When God began to create the heavens and the earth, the earth was a formless void, one vast, dark, undifferentiated, unformed, uniform, chaotic mass. A wind from God moves over the great deep – and since in Hebrew “wind” and “spirit” are the same word, that also means the Spirit of God hovers over the depths. And God says “Let there be light” – and that word of God make a difference, where before there was only one thing, now there are two things: darkness and light – and the Spirit of God, which hovers and holds things together, draws the darkness and the light into relationship, so that they are not merely antagonists and opposites, but darkness and light become day and night, evening and morning, together one whole cycle of day. And all the rest of Creation depends on that orderly cycling of the day-and-night relationship.
It is the work of the Holy Spirit in Creation to bring differences into relationship, to make new dynamic wholes out of the bits and pieces and possibilities of life. And that Spirit came to Jesus, and that Spirit comes to those baptized into Jesus. And so that Spirit is at work in us whenever we draw differences into relationship. That’s what all those big, metaphysical, theological words mean; that’s the amazing, complex reality that emerges from simple, learnable steps: the Holy Spirit is at work in us to draw differences together into relationship.
And the thing about that is, it’s happening all the time. From the simplest, most basic, most down-to-earth bits of our daily experience, to the highest, grandest, most exalted, most spiritual moments our souls can reach, the Holy Spirit is constantly at work in us, drawing differences together in relationship, creating wholes that are more than the sums of their parts, and empowering us to be co-creators with God of ever-greater connections of relationship. Wherever we see life-giving relationship, there we see the Spirit; and the more we see the Spirit, the more we can join in the Spirit’s work.

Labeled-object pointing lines

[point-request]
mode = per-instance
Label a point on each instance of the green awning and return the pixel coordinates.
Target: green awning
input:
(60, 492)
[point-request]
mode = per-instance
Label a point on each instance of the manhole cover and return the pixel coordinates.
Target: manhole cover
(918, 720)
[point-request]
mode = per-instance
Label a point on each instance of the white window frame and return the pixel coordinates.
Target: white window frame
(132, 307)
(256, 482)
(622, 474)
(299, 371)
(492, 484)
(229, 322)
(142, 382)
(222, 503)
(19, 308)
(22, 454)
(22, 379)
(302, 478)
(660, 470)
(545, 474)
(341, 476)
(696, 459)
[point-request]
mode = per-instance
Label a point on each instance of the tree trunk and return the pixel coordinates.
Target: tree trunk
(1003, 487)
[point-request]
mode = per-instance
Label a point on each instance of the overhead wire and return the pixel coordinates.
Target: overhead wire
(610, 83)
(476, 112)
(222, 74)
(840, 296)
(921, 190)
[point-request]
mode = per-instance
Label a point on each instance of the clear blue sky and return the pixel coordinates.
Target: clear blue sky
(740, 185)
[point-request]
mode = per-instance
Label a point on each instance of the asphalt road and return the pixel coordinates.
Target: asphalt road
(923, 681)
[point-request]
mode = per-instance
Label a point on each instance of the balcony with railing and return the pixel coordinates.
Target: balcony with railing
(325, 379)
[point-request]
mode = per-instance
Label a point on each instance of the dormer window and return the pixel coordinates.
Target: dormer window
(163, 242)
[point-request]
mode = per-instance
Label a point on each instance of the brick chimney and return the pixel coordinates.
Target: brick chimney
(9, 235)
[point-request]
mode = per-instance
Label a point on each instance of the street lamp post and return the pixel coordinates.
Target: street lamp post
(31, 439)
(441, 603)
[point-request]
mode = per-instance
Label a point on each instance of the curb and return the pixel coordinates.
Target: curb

* **List of tasks**
1. In the passage about the Spirit in Creation, why does the wind from God moving over the deep also mean that the Spirit of God hovers over the depths?
2. Carry on the passage about the Spirit in Creation from its final sentence.

* **The replies**
1. Because in Hebrew "wind" and "spirit" are the same word.

2.
So I want you to think for a moment about your own life, about your own experiences. Where do you see differences coming together into relationships around you? Different members of your family coming into relationship to raise kids or have fun or make a household? Different people in your office or your workplace coming into relationship to do good work? Different groups or constituencies coming together in the neighborhood or the town or the church to create relationships to bring equity and cooperation and mutual well-being? Where do you see differences coming together in dynamic relationships around you? And are there ways you can help those relationships to form and function and flourish?
Can you picture that in your life? If so, then you have pictured yourself co-creating with God in the power of the Holy Spirit. Whether you think of it as being specially spiritual or not, if you can bring differences together in relationship, then you are co-creating with God in the power of the Spirit.
You can do the most amazing things, if you learn the steps by which they’re done. Baptism, and our scriptures today, teach us the steps of co-creating in the Holy Spirit. Let us learn how to walk those steps together. Amen.